## TEXT SEGMENT

+===+

Devastation Feared Across Central Philippines in Typhoon’s Wake
CEBU, Philippines — One of the most powerful typhoons ever recorded now appears to have devastated cities, towns and fishing villages with heavy loss of life when it played a deadly form of hopscotch across the islands of the central Philippines on Friday.
Barreling across palm-fringed beaches and plowing into frail homes with a force that by some estimates approached that of a tornado, but sprawling across a huge area of this far-flung archipelago, Typhoon Haiyan delivered a crippling blow to this country’s midsection. Disorder and looting over the weekend compounded the destruction.
President Benigno S. Aquino III declared a “state of calamity” in provinces encompassing islands across the breadth of the Philippines. The declaration is devised to release emergency funds from the national coffers.

+===+

## DATA EXCERPTS
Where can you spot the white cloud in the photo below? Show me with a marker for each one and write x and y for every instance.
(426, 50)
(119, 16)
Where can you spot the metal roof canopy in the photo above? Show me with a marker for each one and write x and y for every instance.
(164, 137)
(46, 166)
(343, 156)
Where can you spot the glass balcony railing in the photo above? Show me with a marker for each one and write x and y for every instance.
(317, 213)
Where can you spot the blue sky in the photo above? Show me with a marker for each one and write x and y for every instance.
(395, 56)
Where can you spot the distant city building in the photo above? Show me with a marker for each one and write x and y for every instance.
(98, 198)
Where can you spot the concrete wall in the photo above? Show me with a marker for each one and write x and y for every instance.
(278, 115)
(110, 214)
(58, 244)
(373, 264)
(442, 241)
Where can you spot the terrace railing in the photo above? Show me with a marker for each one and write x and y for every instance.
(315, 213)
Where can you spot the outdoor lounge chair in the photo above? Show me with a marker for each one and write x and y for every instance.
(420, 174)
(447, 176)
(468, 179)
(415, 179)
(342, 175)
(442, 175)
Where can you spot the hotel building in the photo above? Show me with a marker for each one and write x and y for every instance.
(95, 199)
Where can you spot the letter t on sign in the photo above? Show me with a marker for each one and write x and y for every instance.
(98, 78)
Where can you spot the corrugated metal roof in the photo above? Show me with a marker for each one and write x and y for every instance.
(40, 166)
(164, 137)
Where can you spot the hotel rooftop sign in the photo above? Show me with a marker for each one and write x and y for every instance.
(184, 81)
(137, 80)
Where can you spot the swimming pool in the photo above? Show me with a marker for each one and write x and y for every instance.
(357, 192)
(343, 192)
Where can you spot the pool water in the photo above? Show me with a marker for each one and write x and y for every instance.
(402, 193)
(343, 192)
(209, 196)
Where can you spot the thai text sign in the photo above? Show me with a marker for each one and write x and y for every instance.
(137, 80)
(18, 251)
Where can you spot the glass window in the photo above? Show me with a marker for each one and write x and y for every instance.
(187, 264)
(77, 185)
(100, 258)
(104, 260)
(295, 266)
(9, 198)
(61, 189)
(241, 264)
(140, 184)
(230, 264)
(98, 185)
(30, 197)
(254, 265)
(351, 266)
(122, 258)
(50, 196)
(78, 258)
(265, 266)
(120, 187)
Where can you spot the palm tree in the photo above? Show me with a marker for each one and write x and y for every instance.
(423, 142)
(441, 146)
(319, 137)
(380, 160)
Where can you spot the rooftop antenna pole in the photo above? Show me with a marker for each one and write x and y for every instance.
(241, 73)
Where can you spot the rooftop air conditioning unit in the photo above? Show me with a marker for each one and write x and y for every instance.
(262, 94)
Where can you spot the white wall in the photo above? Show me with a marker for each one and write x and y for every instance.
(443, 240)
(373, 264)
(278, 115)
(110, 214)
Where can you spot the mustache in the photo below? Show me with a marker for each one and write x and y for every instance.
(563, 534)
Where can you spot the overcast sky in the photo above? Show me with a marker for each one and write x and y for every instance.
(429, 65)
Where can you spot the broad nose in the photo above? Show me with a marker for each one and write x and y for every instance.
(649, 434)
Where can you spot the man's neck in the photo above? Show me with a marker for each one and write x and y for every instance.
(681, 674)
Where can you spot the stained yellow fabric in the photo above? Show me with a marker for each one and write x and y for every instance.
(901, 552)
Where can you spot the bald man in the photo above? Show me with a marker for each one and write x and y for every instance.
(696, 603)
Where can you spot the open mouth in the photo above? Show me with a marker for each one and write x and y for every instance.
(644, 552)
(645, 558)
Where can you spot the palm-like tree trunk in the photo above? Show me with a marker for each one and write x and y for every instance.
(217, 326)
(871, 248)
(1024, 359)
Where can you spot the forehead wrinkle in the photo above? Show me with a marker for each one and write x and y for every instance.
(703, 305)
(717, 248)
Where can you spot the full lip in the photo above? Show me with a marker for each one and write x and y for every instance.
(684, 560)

+===+

## PROBLEM 1
Reproduce the typhoon article word for word, starting at "President Benigno S." and ending at "the national coffers.".
## PROBLEM 2
According to the typhoon article, what is the declaration of a "state of calamity" devised to do?
## PROBLEM 3
List the kinds of settlements that the typhoon article says Typhoon Haiyan appears to have devastated.
The records can be left aside.

## EXERCISE RESPONSE 1
President Benigno S. Aquino III declared a “state of calamity” in provinces encompassing islands across the breadth of the Philippines. The declaration is devised to release emergency funds from the national coffers.

## EXERCISE RESPONSE 2
It is devised to release emergency funds from the national coffers.

## EXERCISE RESPONSE 3
Cities, towns, fishing villages